─── Listed records ───
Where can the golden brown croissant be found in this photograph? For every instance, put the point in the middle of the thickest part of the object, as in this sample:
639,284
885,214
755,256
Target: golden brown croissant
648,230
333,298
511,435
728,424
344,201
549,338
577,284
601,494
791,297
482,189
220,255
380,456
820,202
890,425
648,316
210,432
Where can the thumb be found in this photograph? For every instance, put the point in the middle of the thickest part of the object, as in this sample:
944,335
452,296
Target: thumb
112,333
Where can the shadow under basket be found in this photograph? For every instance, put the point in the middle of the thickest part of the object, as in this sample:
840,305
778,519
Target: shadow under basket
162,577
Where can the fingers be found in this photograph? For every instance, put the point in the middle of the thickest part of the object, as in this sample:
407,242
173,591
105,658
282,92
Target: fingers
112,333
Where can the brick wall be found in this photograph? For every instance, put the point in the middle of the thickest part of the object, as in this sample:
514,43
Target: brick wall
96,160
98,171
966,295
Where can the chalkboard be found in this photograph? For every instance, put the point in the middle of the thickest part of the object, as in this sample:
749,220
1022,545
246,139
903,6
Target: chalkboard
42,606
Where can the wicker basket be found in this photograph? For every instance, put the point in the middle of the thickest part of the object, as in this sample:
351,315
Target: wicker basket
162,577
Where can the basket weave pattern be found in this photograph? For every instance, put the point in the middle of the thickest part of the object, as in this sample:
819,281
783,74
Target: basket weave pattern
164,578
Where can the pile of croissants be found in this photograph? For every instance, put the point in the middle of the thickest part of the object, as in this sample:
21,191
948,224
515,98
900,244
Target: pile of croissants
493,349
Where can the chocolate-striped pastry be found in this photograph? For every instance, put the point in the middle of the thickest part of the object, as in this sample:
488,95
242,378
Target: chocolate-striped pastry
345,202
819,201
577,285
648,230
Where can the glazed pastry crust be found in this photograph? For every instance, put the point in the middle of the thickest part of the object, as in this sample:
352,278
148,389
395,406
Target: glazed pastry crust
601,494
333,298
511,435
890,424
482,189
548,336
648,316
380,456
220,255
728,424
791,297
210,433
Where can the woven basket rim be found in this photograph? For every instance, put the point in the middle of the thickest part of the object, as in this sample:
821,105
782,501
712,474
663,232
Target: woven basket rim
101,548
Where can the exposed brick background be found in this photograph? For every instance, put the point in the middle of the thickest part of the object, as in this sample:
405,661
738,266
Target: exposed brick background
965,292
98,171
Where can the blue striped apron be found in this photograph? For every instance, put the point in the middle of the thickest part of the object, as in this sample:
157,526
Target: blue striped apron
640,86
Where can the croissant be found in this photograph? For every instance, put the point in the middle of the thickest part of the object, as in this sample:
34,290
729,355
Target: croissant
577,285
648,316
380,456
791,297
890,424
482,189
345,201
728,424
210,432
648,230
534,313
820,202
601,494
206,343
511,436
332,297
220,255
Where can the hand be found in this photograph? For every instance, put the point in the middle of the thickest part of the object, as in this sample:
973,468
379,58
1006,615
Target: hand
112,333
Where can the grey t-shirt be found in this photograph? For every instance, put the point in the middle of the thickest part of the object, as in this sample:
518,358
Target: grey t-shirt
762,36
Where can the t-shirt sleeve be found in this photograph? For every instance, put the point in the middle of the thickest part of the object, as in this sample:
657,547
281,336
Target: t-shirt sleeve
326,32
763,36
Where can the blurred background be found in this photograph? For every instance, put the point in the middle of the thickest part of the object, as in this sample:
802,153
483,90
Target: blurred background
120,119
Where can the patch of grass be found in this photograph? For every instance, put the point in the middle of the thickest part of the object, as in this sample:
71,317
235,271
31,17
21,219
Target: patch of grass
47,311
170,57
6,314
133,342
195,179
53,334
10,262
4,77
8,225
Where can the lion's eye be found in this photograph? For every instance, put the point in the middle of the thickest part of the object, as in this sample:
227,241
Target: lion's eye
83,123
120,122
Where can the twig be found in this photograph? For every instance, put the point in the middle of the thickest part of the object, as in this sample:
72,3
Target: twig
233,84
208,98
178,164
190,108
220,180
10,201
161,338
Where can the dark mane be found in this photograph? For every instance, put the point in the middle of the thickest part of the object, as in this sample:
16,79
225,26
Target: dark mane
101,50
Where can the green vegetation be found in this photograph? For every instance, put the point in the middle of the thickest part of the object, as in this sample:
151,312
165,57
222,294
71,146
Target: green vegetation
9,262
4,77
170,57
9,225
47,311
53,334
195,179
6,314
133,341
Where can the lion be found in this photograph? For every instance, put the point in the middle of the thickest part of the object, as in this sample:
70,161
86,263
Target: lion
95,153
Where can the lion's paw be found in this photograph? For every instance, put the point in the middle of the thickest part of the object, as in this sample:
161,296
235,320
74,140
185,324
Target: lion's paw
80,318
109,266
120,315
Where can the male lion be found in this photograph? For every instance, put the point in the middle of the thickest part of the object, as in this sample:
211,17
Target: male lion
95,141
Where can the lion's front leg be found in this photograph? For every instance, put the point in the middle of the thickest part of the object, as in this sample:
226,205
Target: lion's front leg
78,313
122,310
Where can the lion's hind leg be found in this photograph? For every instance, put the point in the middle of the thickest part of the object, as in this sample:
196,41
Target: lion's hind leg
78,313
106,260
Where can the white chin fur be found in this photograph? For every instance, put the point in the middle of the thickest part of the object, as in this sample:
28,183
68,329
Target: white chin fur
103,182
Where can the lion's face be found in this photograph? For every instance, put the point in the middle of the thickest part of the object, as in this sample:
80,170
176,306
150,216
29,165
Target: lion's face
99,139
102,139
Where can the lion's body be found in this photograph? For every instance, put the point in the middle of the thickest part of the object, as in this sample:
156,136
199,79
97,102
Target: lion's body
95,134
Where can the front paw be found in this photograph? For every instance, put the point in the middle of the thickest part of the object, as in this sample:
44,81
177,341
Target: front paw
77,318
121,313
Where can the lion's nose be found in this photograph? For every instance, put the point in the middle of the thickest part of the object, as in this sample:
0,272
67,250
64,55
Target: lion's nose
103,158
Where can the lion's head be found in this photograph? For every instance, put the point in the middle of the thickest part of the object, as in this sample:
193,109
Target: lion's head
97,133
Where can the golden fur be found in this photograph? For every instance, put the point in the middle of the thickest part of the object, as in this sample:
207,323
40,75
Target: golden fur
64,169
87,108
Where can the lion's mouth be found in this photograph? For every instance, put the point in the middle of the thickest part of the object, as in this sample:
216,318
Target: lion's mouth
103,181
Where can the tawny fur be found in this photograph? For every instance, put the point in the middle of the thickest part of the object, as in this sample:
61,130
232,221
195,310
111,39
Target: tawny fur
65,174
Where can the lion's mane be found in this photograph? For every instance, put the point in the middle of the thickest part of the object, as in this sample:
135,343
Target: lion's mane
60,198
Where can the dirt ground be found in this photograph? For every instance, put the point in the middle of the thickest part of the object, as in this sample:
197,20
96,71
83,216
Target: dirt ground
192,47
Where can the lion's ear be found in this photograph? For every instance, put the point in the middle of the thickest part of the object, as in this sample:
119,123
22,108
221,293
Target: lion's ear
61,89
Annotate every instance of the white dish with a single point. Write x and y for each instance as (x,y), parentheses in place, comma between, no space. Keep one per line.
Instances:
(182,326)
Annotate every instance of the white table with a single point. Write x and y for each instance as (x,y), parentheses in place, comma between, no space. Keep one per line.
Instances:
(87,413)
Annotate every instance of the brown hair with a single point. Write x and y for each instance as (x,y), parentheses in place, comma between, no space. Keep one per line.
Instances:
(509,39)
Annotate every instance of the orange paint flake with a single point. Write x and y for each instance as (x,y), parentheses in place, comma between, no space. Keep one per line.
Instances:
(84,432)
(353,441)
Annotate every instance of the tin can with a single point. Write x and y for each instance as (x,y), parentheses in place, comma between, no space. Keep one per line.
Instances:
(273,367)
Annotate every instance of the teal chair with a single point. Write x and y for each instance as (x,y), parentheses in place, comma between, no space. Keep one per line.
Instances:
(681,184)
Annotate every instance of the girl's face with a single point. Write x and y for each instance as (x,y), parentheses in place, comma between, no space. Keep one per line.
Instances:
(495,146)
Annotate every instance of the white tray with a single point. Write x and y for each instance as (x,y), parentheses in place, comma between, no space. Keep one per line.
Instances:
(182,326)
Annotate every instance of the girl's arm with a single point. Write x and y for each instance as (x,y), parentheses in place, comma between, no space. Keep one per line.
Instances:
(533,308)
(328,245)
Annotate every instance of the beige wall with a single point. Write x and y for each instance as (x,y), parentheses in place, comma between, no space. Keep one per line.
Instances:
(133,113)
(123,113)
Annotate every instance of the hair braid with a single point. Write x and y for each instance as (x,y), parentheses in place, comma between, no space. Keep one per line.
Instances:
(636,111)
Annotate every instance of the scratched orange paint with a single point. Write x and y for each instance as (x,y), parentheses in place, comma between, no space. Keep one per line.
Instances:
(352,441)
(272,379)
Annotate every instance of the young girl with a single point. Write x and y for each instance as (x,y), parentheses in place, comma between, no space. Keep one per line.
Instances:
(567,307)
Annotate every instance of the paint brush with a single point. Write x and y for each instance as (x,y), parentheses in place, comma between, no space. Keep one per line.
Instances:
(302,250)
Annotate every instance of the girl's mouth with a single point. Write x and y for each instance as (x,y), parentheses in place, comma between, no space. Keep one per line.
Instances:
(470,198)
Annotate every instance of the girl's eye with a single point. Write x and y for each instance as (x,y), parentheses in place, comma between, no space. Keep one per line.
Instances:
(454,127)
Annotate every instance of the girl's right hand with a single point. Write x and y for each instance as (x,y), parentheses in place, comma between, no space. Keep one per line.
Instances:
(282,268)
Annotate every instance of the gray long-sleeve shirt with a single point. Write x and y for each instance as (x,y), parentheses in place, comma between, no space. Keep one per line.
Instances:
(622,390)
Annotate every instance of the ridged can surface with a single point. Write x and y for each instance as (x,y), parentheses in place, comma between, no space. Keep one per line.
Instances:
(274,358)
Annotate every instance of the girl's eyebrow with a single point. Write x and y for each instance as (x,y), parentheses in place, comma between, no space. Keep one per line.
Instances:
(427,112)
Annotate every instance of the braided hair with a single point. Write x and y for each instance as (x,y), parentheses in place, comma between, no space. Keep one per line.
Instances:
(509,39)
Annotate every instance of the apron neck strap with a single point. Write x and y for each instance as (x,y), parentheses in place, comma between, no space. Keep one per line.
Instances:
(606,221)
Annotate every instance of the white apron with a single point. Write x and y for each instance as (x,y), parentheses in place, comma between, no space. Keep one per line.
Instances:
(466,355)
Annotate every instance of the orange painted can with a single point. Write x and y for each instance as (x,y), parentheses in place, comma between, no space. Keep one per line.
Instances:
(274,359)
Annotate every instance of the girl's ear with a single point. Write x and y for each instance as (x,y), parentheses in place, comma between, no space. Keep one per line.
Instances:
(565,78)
───
● What is needed
Report every line of the data above that contains the string "orange" by copying it in full.

● Your response
Annotate every instance of the orange paint flake with a single point. Write x and y for each instance as (x,y), parentheses in place, comma between, no space. Keep one per line.
Annotate every instance of the scratched orange paint with a single point. Write x and y for each instance as (x,y), parentheses in place, comma between, no space. Keep one per line.
Annotate every instance of the orange painted can with a single point. Write x and y for each instance as (x,y), parentheses in place, comma between, no space. Keep one per line.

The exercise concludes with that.